_Problem statement_:
Where does the word "dark" show up in the records? Copy every line that holds it.

(Records drawn from a dataset)
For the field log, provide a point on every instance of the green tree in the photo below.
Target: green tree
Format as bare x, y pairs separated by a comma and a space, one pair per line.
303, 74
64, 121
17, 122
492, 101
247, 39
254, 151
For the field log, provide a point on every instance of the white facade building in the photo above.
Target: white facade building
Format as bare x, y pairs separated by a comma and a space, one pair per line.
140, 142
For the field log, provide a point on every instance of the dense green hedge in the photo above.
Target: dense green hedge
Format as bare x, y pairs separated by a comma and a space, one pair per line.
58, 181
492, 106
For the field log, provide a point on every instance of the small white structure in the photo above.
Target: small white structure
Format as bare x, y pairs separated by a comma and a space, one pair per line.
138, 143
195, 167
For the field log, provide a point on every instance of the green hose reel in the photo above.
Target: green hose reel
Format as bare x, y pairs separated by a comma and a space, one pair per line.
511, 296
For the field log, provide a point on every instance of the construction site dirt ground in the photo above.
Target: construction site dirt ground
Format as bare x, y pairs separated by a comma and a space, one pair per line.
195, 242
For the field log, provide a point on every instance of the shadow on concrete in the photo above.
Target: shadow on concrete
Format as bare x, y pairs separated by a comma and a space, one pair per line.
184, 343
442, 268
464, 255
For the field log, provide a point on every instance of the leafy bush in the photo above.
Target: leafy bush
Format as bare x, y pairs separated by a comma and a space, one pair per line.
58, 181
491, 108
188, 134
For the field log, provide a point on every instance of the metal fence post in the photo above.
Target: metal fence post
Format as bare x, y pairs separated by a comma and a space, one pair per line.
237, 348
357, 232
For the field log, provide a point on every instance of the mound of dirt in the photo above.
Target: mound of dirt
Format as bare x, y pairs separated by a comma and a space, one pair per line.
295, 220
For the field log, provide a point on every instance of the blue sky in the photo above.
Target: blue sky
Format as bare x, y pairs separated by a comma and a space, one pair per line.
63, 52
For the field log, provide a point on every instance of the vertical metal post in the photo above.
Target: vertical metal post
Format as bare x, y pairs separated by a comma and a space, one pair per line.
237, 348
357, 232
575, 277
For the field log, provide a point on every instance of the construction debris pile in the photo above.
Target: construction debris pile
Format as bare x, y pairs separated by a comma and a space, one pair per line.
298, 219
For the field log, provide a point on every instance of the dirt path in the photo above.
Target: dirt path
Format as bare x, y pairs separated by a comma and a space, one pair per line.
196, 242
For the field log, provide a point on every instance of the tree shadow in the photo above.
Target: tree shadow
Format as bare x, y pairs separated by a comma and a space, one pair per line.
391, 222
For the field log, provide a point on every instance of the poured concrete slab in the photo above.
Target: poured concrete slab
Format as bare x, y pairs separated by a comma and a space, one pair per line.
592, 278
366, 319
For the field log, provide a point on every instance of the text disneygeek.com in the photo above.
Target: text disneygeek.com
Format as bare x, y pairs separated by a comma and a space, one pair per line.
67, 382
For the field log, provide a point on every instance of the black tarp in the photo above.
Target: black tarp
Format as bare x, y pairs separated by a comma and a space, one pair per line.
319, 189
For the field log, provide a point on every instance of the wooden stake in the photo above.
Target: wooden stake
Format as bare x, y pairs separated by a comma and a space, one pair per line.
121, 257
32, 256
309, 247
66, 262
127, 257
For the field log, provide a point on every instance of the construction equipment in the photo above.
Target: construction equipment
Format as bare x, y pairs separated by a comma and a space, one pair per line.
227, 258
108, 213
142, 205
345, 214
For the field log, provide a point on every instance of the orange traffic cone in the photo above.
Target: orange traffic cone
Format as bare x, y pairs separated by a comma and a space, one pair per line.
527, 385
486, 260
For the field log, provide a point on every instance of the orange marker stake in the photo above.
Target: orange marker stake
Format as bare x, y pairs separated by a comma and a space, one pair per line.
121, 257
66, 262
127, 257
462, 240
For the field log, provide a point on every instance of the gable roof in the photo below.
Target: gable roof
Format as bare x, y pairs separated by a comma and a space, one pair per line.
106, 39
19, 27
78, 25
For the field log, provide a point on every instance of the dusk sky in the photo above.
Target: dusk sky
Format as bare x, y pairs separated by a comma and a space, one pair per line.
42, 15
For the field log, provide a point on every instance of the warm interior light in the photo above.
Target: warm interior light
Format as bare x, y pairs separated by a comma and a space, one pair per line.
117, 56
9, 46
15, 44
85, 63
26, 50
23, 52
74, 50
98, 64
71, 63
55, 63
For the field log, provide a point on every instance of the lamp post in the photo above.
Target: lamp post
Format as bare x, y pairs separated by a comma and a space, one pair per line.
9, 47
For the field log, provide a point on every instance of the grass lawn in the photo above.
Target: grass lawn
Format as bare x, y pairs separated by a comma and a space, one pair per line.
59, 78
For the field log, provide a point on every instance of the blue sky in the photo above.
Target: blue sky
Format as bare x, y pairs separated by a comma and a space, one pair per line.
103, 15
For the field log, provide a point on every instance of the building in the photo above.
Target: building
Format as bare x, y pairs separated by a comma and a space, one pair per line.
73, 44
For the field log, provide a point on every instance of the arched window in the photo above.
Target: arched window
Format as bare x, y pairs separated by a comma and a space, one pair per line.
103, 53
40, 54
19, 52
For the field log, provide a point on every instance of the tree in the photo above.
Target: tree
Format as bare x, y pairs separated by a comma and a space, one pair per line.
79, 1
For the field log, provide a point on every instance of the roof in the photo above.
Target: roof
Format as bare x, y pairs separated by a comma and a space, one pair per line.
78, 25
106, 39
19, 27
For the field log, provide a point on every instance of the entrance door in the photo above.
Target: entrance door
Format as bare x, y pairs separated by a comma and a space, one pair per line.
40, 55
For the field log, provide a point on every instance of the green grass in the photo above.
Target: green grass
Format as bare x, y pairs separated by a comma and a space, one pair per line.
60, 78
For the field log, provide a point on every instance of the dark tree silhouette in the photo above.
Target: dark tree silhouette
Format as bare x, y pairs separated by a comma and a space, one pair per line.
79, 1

_Answer for the task_:
For the field log, provide a point on every instance of the dark tree silhouette in the photo above.
Target: dark tree silhouette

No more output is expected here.